*** Opening Text under study ***

Facebook's algorithms contribute to spread of fake news about COVID-19
Algorithms of the social network Facebook contribute to the spread of health misinformation. In the space of April 2020, health fake news got 460 million views. Such are the findings of the report of the human rights organization Avaas, as MediaSapiens reported.
The organization points out that Facebook has promised to fight the spread of health fake news. However, the algorithms of the social network, along with useful information, also contributed to the spread of dangerous fake news, which caused death of hundreds of people.
According to the study, 82 websites shared on Facebook that spread fake news about health, last year got 3.8 billion views. Among them, Avaas identified “42 Facebook pages as key drivers of engagement for these top health misinformation spreading websites. They are followed by more than 28 million people and generated an estimated 800 million views.”
For example, one of the fake stories, which said that the American Medical Association called on doctors to exaggerate the number of deaths from coronavirus, obtained 160 million views.
Some of the fake news that have been spread on the social network turned out to be deadly. Researchers noted that about 800 people died because they drank pure alcohol to protect themselves from the coronavirus. Another example occurred in South Korea. There, 100 people became infected with the coronavirus, because the priest had read that the injection of salt water into the mouth could protect against the coronavirus.

*** Closing Text under study ***
*** Opening Records supplied ***

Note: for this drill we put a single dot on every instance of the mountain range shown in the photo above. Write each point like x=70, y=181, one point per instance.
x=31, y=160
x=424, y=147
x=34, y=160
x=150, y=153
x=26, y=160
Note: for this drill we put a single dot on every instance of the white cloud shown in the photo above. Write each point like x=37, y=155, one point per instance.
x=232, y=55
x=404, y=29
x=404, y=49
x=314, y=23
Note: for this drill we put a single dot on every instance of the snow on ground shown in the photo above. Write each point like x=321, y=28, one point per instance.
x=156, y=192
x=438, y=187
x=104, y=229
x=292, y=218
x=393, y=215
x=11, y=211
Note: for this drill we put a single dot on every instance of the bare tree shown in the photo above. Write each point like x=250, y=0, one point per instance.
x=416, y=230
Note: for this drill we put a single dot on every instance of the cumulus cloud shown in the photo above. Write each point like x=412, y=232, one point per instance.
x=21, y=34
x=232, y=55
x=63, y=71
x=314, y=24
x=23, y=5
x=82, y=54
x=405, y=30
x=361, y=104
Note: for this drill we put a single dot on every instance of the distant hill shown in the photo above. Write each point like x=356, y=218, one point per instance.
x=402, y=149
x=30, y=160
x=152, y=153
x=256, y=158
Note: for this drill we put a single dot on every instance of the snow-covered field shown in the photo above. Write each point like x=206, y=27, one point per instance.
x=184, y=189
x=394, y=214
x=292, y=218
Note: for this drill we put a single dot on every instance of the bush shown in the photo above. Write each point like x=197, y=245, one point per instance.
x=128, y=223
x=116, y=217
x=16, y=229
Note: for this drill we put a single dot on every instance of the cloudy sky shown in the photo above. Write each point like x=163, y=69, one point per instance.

*** Closing Records supplied ***
*** Opening Records supplied ***

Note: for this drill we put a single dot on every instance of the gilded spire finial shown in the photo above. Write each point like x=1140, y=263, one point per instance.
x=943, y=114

*** Closing Records supplied ***

> Directions for this task: According to the article on Facebook's algorithms and COVID-19 fake news, how many views did the fake story claiming the American Medical Association urged doctors to exaggerate coronavirus deaths get?

> Exercise solution: 160 million views.